WHAT NEEDS TO BE DONE » Could you transcribe every record below exactly as it stands?

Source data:
================================

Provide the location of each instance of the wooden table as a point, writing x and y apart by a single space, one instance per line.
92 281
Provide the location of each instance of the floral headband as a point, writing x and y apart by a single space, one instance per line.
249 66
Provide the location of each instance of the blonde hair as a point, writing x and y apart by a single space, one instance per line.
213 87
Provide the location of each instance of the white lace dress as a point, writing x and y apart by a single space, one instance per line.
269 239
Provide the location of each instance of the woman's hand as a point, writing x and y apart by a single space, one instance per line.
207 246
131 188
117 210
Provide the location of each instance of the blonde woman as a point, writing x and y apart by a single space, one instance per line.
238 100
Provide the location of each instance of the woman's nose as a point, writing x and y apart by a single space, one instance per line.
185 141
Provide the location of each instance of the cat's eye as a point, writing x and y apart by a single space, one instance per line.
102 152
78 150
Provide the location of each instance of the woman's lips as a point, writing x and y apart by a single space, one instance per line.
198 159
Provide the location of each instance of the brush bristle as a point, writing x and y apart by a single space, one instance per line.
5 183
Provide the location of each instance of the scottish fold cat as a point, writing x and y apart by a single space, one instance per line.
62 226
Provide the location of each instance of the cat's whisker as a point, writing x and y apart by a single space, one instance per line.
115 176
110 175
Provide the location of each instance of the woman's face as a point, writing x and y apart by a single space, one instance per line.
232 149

================================

ANSWER SECTION »
Provide the location of each instance of the wooden table as a point, writing x and y apart by a single space, one instance per line.
92 281
Provide the location of each instance of the floral headband as a point, writing x and y apart by a single space, one instance per line.
249 66
Provide the location of each instance of the blonde hair as a point, writing x and y apart by a single space, one instance per line.
213 87
Provide the location of each instance of the white lace dress as a point, writing x and y apart by a single space, one instance per line.
269 239
Provide the location of each instance of the woman's hand as a point, writing x and y apart by a single space, one instance per line.
207 246
131 188
117 210
Provide the location of each instance of the blonde woman as a point, writing x and y apart by a single space, one instance per line.
238 100
Provide the location of each instance of the woman's nose as a point, writing x and y apart by a single space, one instance per line.
185 141
Provide the location of each instance of the cat's eye as a point, writing x and y apart by a single space, one instance per line.
102 152
78 150
Provide the location of each instance of the woman's lips as a point, writing x and y apart by a single space, one instance per line.
198 159
Provide the location of each instance of the brush bristle as a point, writing x and y apart by a single space, one instance per line.
5 183
Provide the location of each instance of the scottish fold cat as a point, writing x and y apart by a single space, one instance per line.
62 226
Provide the location of each instance of the cat's whisker as a point, writing x and y apart by a single space, one instance per line.
115 176
110 175
Provide the location of each instance of the woman's face as a point, writing x and y apart by a single space, one instance per line.
232 149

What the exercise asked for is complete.